Written problem:
Transcribe all of the material exactly.

== Records

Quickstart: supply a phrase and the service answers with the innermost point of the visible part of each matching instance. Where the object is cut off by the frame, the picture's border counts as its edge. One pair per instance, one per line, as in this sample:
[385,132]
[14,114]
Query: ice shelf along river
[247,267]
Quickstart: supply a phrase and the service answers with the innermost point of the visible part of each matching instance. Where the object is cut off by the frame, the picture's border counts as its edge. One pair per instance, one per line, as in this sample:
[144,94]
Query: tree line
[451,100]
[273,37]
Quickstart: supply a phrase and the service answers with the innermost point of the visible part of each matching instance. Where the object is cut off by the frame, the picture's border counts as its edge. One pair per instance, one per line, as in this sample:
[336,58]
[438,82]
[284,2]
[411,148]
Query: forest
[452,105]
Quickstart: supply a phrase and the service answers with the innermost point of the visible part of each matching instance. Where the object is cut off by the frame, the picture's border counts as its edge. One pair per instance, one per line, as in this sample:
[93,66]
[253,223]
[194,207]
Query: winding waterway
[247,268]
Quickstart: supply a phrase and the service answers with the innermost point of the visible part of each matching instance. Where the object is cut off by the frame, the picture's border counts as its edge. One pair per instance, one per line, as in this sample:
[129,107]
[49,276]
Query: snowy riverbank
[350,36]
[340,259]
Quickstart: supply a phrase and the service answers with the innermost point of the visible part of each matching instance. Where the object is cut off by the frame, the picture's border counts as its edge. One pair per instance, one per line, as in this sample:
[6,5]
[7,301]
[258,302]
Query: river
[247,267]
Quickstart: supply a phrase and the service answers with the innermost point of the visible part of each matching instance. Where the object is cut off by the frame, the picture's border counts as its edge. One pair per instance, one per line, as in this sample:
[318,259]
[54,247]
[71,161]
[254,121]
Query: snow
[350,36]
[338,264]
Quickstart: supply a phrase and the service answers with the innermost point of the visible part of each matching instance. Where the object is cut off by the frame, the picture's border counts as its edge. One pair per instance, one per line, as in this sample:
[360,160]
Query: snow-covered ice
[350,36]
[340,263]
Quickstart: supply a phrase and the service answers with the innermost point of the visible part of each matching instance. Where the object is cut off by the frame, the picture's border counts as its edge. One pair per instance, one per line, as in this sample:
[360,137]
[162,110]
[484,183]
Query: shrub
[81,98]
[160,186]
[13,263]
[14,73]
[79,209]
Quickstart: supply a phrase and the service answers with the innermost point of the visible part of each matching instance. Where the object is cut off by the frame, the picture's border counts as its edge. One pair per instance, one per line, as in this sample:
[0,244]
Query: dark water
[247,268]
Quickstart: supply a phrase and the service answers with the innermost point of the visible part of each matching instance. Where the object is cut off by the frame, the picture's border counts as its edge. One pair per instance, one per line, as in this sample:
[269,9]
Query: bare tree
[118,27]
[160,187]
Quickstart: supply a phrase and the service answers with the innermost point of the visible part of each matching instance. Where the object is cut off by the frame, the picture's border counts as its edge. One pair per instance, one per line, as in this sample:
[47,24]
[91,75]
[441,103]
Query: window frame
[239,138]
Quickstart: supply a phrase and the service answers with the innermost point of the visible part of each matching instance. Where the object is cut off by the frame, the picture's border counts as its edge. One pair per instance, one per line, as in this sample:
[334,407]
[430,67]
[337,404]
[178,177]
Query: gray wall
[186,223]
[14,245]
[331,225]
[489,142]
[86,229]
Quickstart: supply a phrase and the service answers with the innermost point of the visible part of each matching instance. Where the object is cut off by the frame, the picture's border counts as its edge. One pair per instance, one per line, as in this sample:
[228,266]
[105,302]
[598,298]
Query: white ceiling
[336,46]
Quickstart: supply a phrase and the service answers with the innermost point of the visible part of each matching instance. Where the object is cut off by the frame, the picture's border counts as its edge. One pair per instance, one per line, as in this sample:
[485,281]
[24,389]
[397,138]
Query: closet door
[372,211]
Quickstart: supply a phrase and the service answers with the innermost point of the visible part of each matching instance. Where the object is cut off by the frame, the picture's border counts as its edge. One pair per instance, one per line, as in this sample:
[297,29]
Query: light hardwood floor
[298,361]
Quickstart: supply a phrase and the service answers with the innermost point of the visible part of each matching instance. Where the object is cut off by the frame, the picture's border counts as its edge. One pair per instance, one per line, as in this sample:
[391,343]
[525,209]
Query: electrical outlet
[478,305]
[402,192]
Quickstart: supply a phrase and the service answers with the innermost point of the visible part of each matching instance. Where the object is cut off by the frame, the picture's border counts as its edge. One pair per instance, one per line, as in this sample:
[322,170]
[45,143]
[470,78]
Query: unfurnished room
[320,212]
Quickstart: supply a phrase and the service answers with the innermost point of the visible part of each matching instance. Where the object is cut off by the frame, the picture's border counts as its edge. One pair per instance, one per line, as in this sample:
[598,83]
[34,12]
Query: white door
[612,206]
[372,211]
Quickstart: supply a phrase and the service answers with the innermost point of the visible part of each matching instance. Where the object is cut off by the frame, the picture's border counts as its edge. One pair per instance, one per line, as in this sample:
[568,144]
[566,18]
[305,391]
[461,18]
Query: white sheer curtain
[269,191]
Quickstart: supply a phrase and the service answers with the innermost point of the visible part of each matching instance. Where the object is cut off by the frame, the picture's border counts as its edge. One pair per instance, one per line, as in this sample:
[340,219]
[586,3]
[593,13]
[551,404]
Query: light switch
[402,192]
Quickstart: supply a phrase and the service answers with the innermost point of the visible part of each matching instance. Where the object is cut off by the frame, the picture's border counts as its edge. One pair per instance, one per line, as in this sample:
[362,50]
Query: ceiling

====

Response to the exercise:
Quickstart: supply a phrase and the service answers with the innermost point of the visible part of each matching instance. Where the object is cut off by the frame, the picture's border counts as its edge. One pair per instance, one per line, as in this sample:
[385,132]
[14,114]
Query: ice shelf along river
[247,267]
Quickstart: supply a phrase and the service answers with the innermost point of the visible part of each matching instance. Where the object is cut off by the frame, the picture's border counts as its edge. One pair per instance, one per line, as in this sample:
[144,94]
Query: tree line
[451,100]
[273,37]
Quickstart: supply a phrase and the service answers with the innermost point of the visible part of each matching instance. Where the object is cut off by the frame, the picture's border counts as its edge. One pair per instance, one per line, as in this sample:
[336,58]
[438,82]
[284,2]
[411,148]
Query: forest
[452,105]
Quickstart: supply a phrase and the service answers with the innermost point of the visible part of each matching instance. Where the object is cut off by the frame, the picture's border counts as its edge. One pair per instance, one per line, as in this sample:
[93,66]
[253,223]
[194,207]
Query: winding waterway
[247,268]
Quickstart: supply a phrase and the service answers with the innermost point of the visible part of each matching instance. Where the object is cut off by the frame, the picture's border counts as its edge. One pair per instance, one per line, as in this sample:
[129,107]
[49,276]
Query: snowy riverbank
[350,36]
[340,259]
Quickstart: supply a phrase and the service answers with the innermost point of the visible part of each matching instance. Where the object is cut off by the frame, the picture's border counts as its edge. One pair per instance, one per line, as in this sample:
[6,5]
[7,301]
[258,302]
Query: river
[247,267]
Quickstart: supply a phrase and the service answers with the innermost point of the visible part of each matching instance. Where the object is cut off by the frame, the picture's border counts as its edge. One pair per instance, one per line, as in this sample:
[318,259]
[54,247]
[71,161]
[254,121]
Query: snow
[350,36]
[338,264]
Quickstart: supply a phrase and the service answers with the innermost point of the visible part of each matching instance. Where the object is cut off by the frame, the picture's border counts as its edge. One pair per instance, one per line, as in this sample:
[360,160]
Query: snow-covered ice
[350,36]
[340,263]
Quickstart: supply a phrase and the service answers with the innermost point of the visible part of each matching instance. Where the object is cut off by the frame, the picture's border counts as its edge. One pair per instance, one per line, as in this sample:
[360,137]
[162,110]
[484,183]
Query: shrub
[81,98]
[160,186]
[13,263]
[14,73]
[79,209]
Quickstart: supply a phrase and the service answers with the innermost point of the visible part of each matching instance. Where the object is cut off by the frame, the picture's border counts as its edge. One pair per instance, one per line, as in this sample:
[0,244]
Query: dark water
[247,268]
Quickstart: supply a phrase and the service answers with the innermost point of the visible part of each matching instance. Where the object is cut off by the frame, the picture's border counts as its edge. One pair per instance, one per line, as in this sample:
[269,9]
Query: bare tree
[118,27]
[160,187]
Quickstart: supply a phrase and the service answers with the innermost point of the visible part of each matching instance. Where the object is cut off by the frame, the picture's border counts as its edge. One pair per instance, one per line, as in this sample:
[47,24]
[91,75]
[441,103]
Query: window frame
[239,138]
Quickstart: supply a phrase and the service answers with the innermost point of the visible part of each matching instance. Where the object is cut off by the frame, the picture's border counts as its edge. One pair per instance, one per line, as in this sample:
[334,407]
[430,67]
[337,404]
[178,177]
Query: gray wall
[186,223]
[14,245]
[331,225]
[489,142]
[86,229]
Quickstart: supply a phrase and the service answers with the innermost point of the visible part of each matching instance. Where the object is cut off by the frame, the picture's border counts as its edge. One pair per instance, one per line, as in this sample:
[228,266]
[105,302]
[598,298]
Query: white ceiling
[336,46]
Quickstart: supply a phrase and the service answers with the innermost point of the visible part of each matching instance. Where the object is cut off by the frame, the picture's border counts as its edge. One pair per instance, one per line, as in this sample:
[485,281]
[24,389]
[397,138]
Query: closet door
[372,211]
Quickstart: supply a phrase and the service answers with the innermost point of the visible part of each matching instance. Where the object is cut off by the frame, the picture's border counts as its edge. One pair per instance, one per line, as in this sample:
[297,29]
Query: light hardwood floor
[298,361]
Quickstart: supply a phrase and the service answers with the innermost point of the visible part of each matching instance. Where the object is cut off by the frame, the picture's border counts as its edge. One pair per instance, one per line, as in this sample:
[391,343]
[525,209]
Query: electrical outlet
[478,305]
[402,192]
Quickstart: supply a phrase and the service answers with the innermost point of the visible part of each matching instance. Where the object is cut off by the frame, the picture's border counts as its edge. One pair per instance, one per line, as in this sample:
[322,170]
[45,143]
[470,78]
Query: unfurnished room
[320,212]
Quickstart: supply a phrase and the service answers with the innermost point of the visible part of each matching instance. Where the object is cut off by the frame, the picture's border counts as its edge. One pair per instance, one per line, as in this sample:
[598,83]
[34,12]
Query: white door
[612,206]
[372,211]
Quickstart: supply a phrase and the service answers with the innermost point of the visible part of each matching instance. Where the object is cut off by the frame, the picture's border counts as its edge. One pair per instance, one per line, as in this sample:
[568,144]
[566,18]
[305,391]
[461,18]
Query: white sheer curtain
[269,191]
Quickstart: supply a phrase and the service answers with the innermost point of the visible part of each matching instance. Where the object is cut off by the frame, the picture's border counts as its edge. One pair per instance, one per line, as in this sample:
[340,219]
[586,3]
[593,13]
[551,404]
Query: light switch
[402,192]
Quickstart: supply a phrase and the service answers with the innermost point of the visible part of each matching instance. Where the object is cut off by the frame, the picture's border counts as its edge. One pair per instance, one per line, as in this sample:
[362,50]
Query: ceiling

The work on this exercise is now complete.